### SELECTED EXTRACT
485 F.2d 334 (10th Cir. 1973), 72-1244, Smith v. Losee
|Citation:||485 F.2d 334|
|Party Name:||Melvin T. SMITH, Appellee, v. Ferron C. LOSEE et al., Appellants.|
|Case Date:||August 22, 1973|
|Court:||United States Courts of Appeals, Court of Appeals for the Tenth Circuit|
Argued and Submitted May 23, 1973.
Harley W. Gustin, Sp. Asst. Atty. Gen. (Vernon B. Romney, Atty. Gen., H. Wright Volker and Paul E. Reimann, Asst. Attys. Gen., with him on the brief), for appellants.
Bryce E. Roe, Salt Lake City, Utah, for appellee.
Before LEWIS, Chief Judge, and HILL, SETH, HOLLOWAY, McWILLIAMS, BARRETT and DOYLE, Circuit Judges, sitting en banc.
SETH, Circuit Judge.
This is an appeal from a judgment of the United States District Court for the District of Utah, Central Division, awarding damages to the appellee in an action under 42 U.S.C. § 1983. The suit was based on plaintiff's dismissal as an associate professor from a Utah state junior college.
Plaintiff-appellee, Melvin T. Smith, was an associate professor at Dixie Junior College, St. George, Utah. At all times material the college was subject to the management and control of the Utah State Board of Education. Defendant Losee was the President of the college; defendant Barnum was Dean of Academic affairs, and defendant Peterson was Dean of Applied Arts. The other defendants were members of the Board of Education (hereinafter the Board).

### PROVIDED MATERIAL

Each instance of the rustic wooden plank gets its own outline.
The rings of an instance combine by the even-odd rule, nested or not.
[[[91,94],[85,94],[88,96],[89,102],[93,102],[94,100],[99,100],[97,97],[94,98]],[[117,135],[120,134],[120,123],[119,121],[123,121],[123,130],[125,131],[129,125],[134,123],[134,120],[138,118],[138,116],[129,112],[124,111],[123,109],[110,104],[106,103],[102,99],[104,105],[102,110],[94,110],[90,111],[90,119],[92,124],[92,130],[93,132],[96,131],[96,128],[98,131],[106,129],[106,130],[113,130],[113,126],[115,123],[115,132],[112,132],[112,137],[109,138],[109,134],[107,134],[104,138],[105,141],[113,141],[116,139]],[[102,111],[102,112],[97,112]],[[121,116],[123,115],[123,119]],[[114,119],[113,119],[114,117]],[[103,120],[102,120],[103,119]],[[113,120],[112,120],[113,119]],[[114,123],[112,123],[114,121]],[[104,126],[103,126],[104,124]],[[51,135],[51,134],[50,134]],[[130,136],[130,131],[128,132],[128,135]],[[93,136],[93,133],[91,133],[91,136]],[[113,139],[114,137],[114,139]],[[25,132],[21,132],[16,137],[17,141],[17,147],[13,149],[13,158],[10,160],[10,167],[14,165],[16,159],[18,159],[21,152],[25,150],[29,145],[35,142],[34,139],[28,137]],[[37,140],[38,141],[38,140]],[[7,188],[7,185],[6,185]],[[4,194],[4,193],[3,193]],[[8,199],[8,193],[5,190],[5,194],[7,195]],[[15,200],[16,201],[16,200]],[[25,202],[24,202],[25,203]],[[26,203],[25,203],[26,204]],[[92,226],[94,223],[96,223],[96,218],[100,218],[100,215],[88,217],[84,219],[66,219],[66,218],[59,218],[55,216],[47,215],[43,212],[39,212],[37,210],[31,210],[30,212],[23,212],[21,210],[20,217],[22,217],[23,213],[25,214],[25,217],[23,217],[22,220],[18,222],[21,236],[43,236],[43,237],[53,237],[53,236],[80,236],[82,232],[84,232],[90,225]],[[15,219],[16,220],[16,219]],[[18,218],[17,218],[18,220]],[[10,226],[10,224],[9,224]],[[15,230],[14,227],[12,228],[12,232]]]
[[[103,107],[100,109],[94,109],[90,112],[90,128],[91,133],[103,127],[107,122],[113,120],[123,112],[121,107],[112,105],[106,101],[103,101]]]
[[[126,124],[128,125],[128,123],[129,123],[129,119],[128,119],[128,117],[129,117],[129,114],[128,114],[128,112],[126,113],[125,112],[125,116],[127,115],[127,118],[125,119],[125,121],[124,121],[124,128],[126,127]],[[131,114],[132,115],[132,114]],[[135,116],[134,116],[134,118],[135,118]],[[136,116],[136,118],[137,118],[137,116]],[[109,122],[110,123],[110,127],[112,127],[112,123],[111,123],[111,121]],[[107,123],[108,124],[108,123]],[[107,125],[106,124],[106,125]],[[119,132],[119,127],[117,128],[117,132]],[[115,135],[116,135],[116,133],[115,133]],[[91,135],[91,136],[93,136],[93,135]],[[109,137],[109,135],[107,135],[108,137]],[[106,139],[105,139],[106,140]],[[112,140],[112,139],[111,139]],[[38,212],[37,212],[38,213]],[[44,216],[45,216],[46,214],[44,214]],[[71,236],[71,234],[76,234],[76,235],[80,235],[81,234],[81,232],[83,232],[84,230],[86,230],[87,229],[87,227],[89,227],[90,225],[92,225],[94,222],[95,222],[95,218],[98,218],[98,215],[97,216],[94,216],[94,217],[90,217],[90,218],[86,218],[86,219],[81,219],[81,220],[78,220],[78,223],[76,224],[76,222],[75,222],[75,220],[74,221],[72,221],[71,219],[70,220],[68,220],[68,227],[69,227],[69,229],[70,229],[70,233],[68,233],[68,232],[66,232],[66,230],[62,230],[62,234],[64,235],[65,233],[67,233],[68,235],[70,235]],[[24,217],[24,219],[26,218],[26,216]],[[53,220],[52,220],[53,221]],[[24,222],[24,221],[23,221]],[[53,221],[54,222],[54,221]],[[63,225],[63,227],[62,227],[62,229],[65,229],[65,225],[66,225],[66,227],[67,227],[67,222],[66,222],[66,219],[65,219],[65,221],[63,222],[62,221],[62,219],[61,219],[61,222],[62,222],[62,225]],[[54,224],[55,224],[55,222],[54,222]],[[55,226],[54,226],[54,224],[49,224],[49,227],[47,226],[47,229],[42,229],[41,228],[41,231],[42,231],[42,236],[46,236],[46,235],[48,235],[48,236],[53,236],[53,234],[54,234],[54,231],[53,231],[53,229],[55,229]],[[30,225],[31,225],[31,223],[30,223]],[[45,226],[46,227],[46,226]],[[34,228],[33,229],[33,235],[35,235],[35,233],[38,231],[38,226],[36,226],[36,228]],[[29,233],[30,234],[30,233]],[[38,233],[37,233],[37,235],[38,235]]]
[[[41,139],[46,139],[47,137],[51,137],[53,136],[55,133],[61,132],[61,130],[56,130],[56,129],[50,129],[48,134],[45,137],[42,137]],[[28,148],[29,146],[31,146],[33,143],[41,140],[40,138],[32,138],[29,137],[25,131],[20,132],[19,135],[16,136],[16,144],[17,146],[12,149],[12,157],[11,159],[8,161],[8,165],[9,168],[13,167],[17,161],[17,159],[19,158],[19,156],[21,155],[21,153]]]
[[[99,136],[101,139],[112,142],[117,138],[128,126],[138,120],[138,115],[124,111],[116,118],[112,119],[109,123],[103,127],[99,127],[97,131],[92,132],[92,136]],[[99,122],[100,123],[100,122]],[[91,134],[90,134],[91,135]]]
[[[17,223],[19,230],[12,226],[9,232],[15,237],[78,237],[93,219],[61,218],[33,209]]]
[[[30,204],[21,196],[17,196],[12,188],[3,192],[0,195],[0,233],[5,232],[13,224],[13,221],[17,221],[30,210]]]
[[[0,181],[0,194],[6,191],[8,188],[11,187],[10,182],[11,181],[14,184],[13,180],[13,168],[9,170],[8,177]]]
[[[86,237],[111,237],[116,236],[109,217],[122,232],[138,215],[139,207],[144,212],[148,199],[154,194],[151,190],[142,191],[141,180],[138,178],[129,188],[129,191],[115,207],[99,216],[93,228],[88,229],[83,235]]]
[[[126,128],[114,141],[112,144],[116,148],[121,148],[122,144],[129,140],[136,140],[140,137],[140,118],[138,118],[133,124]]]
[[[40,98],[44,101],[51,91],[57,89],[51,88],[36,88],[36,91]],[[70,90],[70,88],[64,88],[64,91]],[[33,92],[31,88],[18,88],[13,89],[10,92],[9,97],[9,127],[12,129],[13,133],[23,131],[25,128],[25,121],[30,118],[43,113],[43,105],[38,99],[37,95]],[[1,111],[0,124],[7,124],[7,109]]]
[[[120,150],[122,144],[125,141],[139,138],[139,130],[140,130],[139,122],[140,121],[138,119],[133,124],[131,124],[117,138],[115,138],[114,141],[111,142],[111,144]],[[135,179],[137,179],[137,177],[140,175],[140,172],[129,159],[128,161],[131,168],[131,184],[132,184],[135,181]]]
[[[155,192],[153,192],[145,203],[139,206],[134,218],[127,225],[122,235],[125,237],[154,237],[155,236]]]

### EXERCISES
A: For each statement about the Smith v. Losee opinion, answer yes or no and quote the words of the opinion that decide it. (i) The appeal came from a judgment of the federal district court in Utah's Central Division. (ii) Smith held the rank of full professor at Dixie Junior College. (iii) Defendant Peterson served as Dean of Academic affairs.
B: Pick up the Smith v. Losee opinion after its last sentence and keep writing it.
The records have no connection to the Smith v. Losee opinion.

### RESPONSE LIST
A:
(i) Yes: "This is an appeal from a judgment of the United States District Court for the District of Utah, Central Division"
(ii) No: "Melvin T. Smith, was an associate professor at Dixie Junior College"
(iii) No: "defendant Barnum was Dean of Academic affairs, and defendant Peterson was Dean of Applied Arts."

B:
Smith was hired in September 1965 as an associate professor of history and held that position until his dismissal on May 31, 1969. He appears to have been very well qualified for his teaching duties at the college. No issue is raised as to the performance of his classroom duties or as to his scholarship.
In February 1968, near the end of Smith's third year at the college, his department head recommended that he be granted tenure, citing his "outstanding" teaching performance, "dedication to professionalism, " and "excellent" dedication to the college and service to the community. Thereafter, the Faculty Personnel Committee, in accordance with the college's "Policy on Faculty Tenure and Promotions, " and in accordance with the college's practice, considered the recommendation and voted, three to two, that Smith receive tenure; the two dissenting members, Barnum and Peterson, believed that Smith should be "placed on one year's probation, " and reevaluated the following year. President Losee wrote to Smith and told him that he was recommending to the Board of Education that Smith be placed on another year's probation before tenure would be granted, citing the committee's report which "indicates one or two instances which seem to lack professionalism." No conditions to this probationary status were set out.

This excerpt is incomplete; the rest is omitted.